### Challenge 1
Translate this sentence from the tungsten deposition excerpt below into Spanish: "The method further includes forming a bulk layer over the formed nucleation layer."
### Challenge 2
Continue the tungsten deposition excerpt below from the point where it stops.

### Page excerpt
As circuit densities increase and device features continue to shrink to meet the demands of the next generation of semiconductor devices, reliably producing tungsten features has become increasingly challenging. The advances in integrated circuit technology have necessitated improved methods depositing of refractory metals, particularly tungsten, to enhance the gap filling properties and reduce the stress of the same. Traditionally, the gap filling property and the stress are two characteristics of refractory metal layers that have been in conflict due to the competing desires to have a high deposition process throughput but also have a low level of stress and good gap fill characteristics.
Accordingly, there is a need for processes to form structures having a good gap fill characteristics.
Embodiments of the disclosure include flowing a molybdenum-based etchant (molybdenum halides, molybdenum oxy-halides) during tungsten CVD deposition (or any other metals that forms volatile products), the growth at field and top regions of the gap structures can be suppressed or etch away with minimum damage of the substrate.
Embodiments of the present disclosure provide a method of forming an interconnect structure over a substrate. The method includes forming a nucleation layer over a surface of the substrate. The surface of the substrate comprises a plurality of openings, and the process of forming the nucleation layer includes (a) exposing the substrate to a tungsten-containing precursor gas to form a tungsten-containing layer over a surface of each of the plurality of openings, (b) exposing the formed tungsten-containing layer to an etchant gas, wherein exposing the tungsten-containing layer to the etchant gas etches at least a portion of the tungsten-containing layer disposed at a top region of each of the plurality of openings, and repeating (a) and (b) one or more times. The method further includes forming a bulk layer over the formed nucleation layer.
Embodiments of the present disclosure provide a method of depositing a tungsten-containing layer. The method includes performing a nucleation process in a processing chamber. The nucleation process includes forming a tungsten-containing layer on a substrate by exposing a substrate to a first tungsten-containing precursor gas, and etching the formed tungsten-containing layer by delivering a molybdenum-based etchant gas to the substrate. The method further includes performing a deposition process in the processing chamber. The deposition process comprises forming a bulk layer by flowing a second tungsten-containing precursor gas.

### Record set

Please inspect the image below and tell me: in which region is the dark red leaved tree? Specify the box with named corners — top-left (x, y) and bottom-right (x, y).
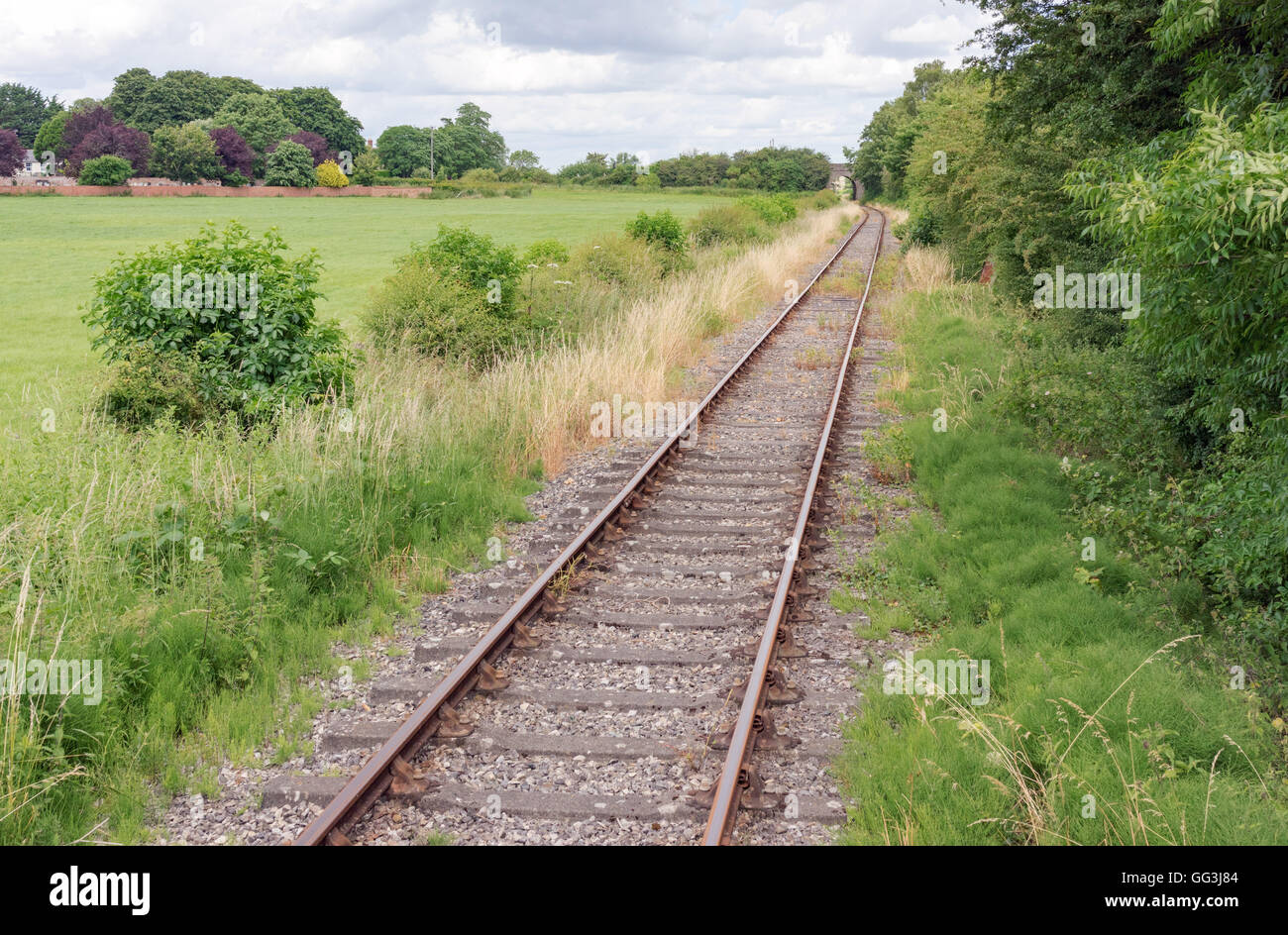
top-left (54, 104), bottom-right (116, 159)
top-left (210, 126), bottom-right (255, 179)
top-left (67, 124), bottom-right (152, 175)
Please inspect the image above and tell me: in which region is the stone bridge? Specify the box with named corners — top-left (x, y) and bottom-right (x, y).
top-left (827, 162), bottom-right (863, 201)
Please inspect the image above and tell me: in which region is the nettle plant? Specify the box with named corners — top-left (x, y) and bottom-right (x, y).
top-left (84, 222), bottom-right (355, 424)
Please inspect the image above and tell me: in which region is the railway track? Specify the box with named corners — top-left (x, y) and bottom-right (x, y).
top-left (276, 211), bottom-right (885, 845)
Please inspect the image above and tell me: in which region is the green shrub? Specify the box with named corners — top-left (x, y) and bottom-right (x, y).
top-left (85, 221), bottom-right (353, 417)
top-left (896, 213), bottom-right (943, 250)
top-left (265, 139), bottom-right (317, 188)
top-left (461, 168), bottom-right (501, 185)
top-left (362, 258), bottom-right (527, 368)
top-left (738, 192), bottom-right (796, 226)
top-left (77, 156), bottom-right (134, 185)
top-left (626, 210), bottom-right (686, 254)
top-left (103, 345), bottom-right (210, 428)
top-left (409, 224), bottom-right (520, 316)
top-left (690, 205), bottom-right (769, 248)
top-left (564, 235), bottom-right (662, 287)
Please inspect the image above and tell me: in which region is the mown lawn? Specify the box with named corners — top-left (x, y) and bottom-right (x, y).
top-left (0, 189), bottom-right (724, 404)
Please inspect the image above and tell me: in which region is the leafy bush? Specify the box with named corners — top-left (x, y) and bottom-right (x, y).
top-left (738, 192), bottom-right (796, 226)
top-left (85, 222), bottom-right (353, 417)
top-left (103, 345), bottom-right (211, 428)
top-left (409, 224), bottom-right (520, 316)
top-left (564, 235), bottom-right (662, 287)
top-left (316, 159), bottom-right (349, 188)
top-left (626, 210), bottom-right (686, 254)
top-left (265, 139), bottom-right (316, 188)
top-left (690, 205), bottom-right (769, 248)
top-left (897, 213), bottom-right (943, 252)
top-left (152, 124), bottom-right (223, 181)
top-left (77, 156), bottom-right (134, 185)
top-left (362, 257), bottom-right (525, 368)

### Right answer 1
El método incluye además formar una capa masiva sobre la capa de nucleación formada.

### Right answer 2
Embodiments of the present disclosure provide a processing system. The processing system includes a processing chamber, and a system controller configured to cause the processing system to perform a nucleation process in the processing chamber. The nucleation process includes forming a tungsten-containing layer on a substrate by exposing a substrate to a first tungsten-containing precursor gas, and etching the formed tungsten-containing layer by delivering a molybdenum-based etchant gas to the substrate. The system controller further causes the processing system to perform a deposition process in the processing chamber. The deposition process comprises forming a bulk layer by flowing a second tungsten-containing precursor gas.
So that the manner in which the above recited features of the present disclosure can be understood in detail, a more particular description of the disclosure, briefly summarized above, may be had by reference to embodiments, some of which are illustrated in the appended drawings. It is to be noted, however, that the appended drawings illustrate only exemplary embodiments and are therefore not to be considered limiting of its scope, and may admit to other equally effective embodiments.
To facilitate understanding, identical reference numerals have been used, where possible, to designate identical elements that are common to the figures. It is contemplated that elements and features of one embodiment may be beneficially incorporated in other embodiments without further recitation.
Embodiments herein are generally directed to electronic device manufacturing and, more particularly, to systems and methods for forming a structure having a material layer that includes tungsten (W) in a semiconductor device manufacturing scheme.
The tungsten-containing layer 15 can be formed using a chemical vapor deposition (CVD), a plasma enhanced CVD, or atomic layer deposition (ALD) process where the tungsten-containing layer 15 is conformally deposited (grown) on the patterned surface 11 to fill the opening with the portion 15A, to cover a planar surface with the portion 15B, or a combination thereof. The structure includes a substantially uniform profile as the opening extends from the surface of the substrate 10 into the dielectric layer 12.
The barrier material layer 14 can include a material suitable for utilization as barrier layer, such as, but not limited to, titanium and tantalum, alloys, combinations, mixtures, and nitrides thereof. In one example, the barrier material layer 14 can be a titanium nitride (TiN) layer, deposited on the dielectric layer 12 to conformally line the openings and facilitate the subsequent deposition of a nucleation layer 13. In some embodiments, the barrier material layer 14 is deposited to a thickness of about 50 angstroms (Å) to about 150 Å.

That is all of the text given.